La tendance sera pareille, ajoute-t-il, en ce qui concerne le plan national anti-cancer. Il y a 50 000 cas en Algérie avec hélas un taux de mortalité plus élevé que dans les pays développés, déplore-t-il.
Hissé aux standards en matière de budget mais encore en retard sous différents aspects, le système de santé algérien manque affreusement d’évaluation. Le Pr Madjid Salmi a mis l’accent sur la nécessaire évaluation périodique des politiques de santé, préconisant à cet effet la création d’un organisme de certification des établissements de santé. Ce défi est une condition incontournable dans la perspective de réussir la transition imposée par plusieurs facteurs comme l’évolution démographique nationale et les conditions prévalant à l’international.
Beaucoup de défis attendent en effet le secteur au niveau national comme international. La gestion de la santé passe d’abord, par l’obligation de réussir la double transition sanitaire et démographique dont les premiers effets se font déjà sentir. La population algérienne vieillit de plus en plus appelant une hausse de la couverture sanitaire. Cette double transition sera difficile, de l’avis des Pr Fourtaki Moufida et Brahmia Brahim qui ont abordé ce sujet dans leur communication.
Le système mondial de santé en proie à l’avidité de l’industrie pharmaceutique
Toutefois, les objectifs de rationalisation des dépenses rencontrent des résistances au niveau local mais surtout à l’international. Le Pr Menasria abordera en ce sens un sujet d’actualité mettant l’accent sur la domination de l’industrie pharmaceutique dans l’élaboration des prix des médicaments.
Si l’Algérie, par ses capacités financières parvient à rogner cette tendance haussière, il n’en est pas de même pour tous les pays surtout dans le Sud de la planète. Aujourd’hui, affirmait le conférencier, une demande se fait sentir quant à la nécessité de mettre en place un organisme chargé d’intervenir dans l’élaboration des prix.
******************************
_Tâche à réaliser_
D'après l'extrait sur le système de santé algérien, quel organisme le Pr Madjid Salmi préconise-t-il de créer ? Appuyez-vous uniquement sur l'extrait.

(Éléments du jeu de données enregistrés)
******************************
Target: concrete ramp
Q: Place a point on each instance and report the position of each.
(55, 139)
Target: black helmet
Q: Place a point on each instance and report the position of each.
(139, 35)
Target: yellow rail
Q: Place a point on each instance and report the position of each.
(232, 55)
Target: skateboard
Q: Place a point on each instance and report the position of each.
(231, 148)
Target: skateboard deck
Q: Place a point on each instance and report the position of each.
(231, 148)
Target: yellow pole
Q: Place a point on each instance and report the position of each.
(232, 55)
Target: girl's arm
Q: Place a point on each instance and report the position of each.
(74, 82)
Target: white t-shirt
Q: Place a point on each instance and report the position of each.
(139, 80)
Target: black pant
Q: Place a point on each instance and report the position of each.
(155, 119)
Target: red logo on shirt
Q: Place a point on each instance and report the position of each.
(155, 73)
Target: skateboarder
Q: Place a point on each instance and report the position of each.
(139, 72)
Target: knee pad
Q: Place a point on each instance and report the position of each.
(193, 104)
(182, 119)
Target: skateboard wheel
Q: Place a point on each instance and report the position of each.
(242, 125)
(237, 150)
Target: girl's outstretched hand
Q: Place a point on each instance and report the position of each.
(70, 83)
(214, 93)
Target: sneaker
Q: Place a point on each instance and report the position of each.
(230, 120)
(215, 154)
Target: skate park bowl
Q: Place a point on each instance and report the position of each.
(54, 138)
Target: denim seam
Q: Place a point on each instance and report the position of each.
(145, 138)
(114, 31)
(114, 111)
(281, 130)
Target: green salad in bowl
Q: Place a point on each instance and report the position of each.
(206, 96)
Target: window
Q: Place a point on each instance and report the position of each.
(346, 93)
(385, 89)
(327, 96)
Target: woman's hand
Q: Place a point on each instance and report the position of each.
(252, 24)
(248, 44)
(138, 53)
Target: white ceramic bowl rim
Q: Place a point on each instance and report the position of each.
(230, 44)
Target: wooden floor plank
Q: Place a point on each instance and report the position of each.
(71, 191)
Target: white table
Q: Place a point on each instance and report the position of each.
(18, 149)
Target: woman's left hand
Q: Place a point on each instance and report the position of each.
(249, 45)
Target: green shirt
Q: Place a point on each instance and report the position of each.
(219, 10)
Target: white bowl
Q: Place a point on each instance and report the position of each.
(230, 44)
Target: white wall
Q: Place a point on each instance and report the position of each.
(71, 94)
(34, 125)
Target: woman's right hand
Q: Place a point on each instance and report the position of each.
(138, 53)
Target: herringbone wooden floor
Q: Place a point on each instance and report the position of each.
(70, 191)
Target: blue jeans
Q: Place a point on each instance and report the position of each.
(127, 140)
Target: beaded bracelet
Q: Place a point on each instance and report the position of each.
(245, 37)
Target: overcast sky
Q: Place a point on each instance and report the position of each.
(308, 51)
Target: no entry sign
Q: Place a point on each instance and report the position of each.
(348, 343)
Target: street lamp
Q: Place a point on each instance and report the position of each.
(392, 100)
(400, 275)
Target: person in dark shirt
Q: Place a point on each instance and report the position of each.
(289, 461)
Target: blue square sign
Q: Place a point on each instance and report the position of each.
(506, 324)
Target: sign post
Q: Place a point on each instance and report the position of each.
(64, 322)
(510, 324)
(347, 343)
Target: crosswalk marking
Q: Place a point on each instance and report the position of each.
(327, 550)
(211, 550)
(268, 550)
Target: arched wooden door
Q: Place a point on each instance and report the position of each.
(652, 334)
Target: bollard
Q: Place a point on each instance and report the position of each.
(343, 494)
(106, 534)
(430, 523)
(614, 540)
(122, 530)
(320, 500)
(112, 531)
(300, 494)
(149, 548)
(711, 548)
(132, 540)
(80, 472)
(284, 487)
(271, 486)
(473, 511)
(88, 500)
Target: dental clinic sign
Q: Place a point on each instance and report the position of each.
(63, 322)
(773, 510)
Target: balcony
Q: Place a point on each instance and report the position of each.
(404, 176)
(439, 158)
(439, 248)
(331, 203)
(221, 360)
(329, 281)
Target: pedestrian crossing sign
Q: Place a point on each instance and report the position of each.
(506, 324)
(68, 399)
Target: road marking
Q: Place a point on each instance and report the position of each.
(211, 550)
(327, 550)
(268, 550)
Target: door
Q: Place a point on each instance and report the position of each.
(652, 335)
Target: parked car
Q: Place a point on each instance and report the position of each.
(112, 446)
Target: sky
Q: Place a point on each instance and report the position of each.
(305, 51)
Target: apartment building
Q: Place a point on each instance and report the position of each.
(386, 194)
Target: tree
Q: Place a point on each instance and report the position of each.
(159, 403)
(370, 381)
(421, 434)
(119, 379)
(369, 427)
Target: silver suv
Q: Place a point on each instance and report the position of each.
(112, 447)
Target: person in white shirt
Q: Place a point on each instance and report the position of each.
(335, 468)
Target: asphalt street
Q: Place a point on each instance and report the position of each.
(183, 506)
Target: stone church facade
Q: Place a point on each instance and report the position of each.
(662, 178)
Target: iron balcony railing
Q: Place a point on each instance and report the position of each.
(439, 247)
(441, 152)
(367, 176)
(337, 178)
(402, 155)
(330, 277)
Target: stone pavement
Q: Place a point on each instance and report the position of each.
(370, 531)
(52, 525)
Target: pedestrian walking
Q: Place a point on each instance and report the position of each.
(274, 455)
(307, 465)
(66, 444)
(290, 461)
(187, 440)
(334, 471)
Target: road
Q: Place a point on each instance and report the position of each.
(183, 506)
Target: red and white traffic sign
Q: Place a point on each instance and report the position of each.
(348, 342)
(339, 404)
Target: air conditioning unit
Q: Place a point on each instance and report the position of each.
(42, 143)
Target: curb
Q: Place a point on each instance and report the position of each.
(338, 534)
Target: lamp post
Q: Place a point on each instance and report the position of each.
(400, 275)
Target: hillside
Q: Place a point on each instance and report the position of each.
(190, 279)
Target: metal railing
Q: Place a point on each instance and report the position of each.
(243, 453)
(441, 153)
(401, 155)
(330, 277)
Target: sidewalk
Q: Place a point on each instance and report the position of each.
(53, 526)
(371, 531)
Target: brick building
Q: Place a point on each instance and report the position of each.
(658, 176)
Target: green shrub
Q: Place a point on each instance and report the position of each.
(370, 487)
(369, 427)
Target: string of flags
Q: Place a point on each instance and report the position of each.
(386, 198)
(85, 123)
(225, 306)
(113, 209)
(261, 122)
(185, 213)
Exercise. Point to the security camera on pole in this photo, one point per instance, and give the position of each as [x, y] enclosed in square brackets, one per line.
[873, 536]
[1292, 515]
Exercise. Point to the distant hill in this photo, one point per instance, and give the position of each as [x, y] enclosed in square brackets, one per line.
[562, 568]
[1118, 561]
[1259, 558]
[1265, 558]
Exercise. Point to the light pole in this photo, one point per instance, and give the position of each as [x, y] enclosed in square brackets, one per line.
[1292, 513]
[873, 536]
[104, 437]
******************************
_Corrigé_
Un organisme de certification des établissements de santé.